___ Extracted records ___
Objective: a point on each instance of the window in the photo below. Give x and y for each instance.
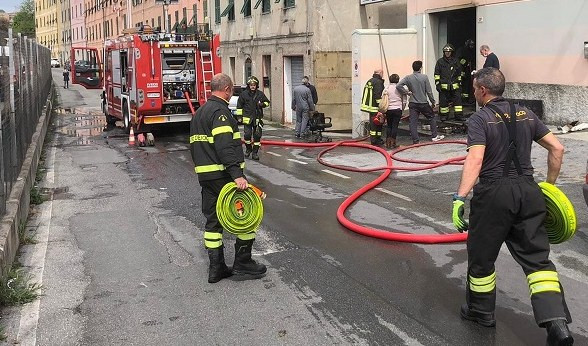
(194, 15)
(216, 11)
(229, 10)
(246, 9)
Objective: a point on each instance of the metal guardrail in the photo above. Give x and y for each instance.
(25, 83)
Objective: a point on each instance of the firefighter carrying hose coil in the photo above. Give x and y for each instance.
(215, 145)
(508, 207)
(372, 93)
(448, 82)
(250, 106)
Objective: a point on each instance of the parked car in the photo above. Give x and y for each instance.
(237, 90)
(585, 188)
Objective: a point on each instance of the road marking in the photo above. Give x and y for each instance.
(400, 333)
(29, 316)
(336, 174)
(393, 194)
(298, 161)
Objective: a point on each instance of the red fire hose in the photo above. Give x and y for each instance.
(374, 232)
___
## Required action
When you reproduce the entries above, keep every word exact and leave the images out.

## Your response
Objective: a point on each instance of the window in the photo below. Give x and y for each instance.
(194, 15)
(216, 11)
(229, 10)
(246, 9)
Objective: a point on each instance of the metal guardrail in the photo above. Give x and y for each instance.
(25, 83)
Objective: a point on each instance of the firefighter carrying hose coil in the photo above. Give x and y for each instance.
(215, 145)
(508, 207)
(372, 93)
(448, 82)
(250, 106)
Objective: a point on each instance of the parked car in the photo above. Give x and y for each instance.
(237, 90)
(585, 188)
Objective: a point on each instance of the road marking in the photo above. Give x and y for each instance.
(400, 333)
(29, 316)
(336, 174)
(393, 194)
(298, 161)
Objective: a point on each instance of the red fire hose in the photo above. Give x and y for each instance.
(374, 232)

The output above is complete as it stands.